= TASK INSTRUCTIONS =
Give every line of the records exactly, please, from the first up to and including the one containing "box: [103, 7, 224, 216]".

= DATA PROVIDED =
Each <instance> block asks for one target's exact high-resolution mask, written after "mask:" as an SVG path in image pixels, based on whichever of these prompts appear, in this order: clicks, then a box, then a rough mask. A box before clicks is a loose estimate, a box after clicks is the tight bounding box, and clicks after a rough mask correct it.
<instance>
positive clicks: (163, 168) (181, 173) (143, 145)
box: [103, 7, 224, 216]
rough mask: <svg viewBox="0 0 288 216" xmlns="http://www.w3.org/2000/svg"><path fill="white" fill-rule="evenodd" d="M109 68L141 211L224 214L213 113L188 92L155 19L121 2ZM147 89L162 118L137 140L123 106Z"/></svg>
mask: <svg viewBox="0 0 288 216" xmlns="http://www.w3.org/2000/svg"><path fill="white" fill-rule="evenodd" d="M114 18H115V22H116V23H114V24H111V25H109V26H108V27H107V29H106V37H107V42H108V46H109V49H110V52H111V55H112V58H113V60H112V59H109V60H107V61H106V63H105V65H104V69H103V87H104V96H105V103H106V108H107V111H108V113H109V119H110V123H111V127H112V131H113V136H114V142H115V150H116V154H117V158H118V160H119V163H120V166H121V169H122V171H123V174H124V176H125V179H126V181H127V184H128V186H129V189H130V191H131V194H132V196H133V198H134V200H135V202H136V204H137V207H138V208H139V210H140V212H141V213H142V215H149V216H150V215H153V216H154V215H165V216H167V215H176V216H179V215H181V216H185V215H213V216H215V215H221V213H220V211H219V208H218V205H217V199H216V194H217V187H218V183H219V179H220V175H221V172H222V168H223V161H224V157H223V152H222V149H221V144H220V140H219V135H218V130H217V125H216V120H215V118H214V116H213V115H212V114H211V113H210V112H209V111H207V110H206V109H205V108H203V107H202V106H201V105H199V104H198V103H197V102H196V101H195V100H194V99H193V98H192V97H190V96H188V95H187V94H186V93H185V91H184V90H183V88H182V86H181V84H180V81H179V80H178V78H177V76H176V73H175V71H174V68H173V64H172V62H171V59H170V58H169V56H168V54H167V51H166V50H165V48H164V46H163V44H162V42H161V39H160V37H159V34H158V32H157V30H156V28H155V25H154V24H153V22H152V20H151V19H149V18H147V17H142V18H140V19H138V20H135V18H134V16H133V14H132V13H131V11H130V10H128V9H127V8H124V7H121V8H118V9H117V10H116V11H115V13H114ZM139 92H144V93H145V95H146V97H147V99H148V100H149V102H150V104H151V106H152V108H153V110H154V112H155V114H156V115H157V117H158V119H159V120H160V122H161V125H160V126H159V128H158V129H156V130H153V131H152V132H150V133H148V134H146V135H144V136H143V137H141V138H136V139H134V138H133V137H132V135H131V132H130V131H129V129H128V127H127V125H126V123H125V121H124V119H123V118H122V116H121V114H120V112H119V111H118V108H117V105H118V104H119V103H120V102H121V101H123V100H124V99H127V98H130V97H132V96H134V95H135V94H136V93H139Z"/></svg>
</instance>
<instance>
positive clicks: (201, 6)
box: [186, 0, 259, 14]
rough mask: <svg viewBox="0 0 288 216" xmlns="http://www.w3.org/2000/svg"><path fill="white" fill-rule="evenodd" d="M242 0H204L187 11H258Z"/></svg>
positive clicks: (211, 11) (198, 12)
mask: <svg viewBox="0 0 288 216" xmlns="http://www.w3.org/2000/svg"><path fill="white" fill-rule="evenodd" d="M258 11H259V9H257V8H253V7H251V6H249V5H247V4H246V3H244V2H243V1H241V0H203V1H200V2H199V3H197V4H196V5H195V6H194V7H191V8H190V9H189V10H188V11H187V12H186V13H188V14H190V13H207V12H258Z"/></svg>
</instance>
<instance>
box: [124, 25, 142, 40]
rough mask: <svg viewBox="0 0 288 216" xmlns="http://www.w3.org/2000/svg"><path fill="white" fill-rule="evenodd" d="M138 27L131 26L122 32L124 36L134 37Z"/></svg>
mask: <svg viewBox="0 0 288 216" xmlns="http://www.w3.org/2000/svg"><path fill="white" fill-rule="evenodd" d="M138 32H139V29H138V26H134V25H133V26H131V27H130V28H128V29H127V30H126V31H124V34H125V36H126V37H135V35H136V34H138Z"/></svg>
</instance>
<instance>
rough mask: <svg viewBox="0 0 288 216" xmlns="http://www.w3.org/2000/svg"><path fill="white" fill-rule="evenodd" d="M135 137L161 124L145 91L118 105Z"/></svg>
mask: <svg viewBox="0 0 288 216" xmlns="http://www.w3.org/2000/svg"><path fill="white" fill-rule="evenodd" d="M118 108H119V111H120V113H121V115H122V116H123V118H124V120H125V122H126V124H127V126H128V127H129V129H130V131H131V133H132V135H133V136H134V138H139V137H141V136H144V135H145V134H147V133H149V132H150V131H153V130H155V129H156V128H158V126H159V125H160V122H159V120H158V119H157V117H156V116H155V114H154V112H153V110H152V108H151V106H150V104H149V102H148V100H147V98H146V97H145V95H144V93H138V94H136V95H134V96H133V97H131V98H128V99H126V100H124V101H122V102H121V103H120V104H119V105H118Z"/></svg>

= OUTPUT =
Each <instance> block asks for one target's exact high-resolution mask, written after "mask:" as an SVG path in image pixels, based on whichever of these prompts appear, in this order: clicks, then a box, then a rough mask. A box before clicks is a loose estimate, a box after clicks is the tight bounding box, and clicks after a rough mask correct it.
<instance>
positive clicks: (163, 168) (181, 173) (143, 145)
box: [103, 7, 224, 216]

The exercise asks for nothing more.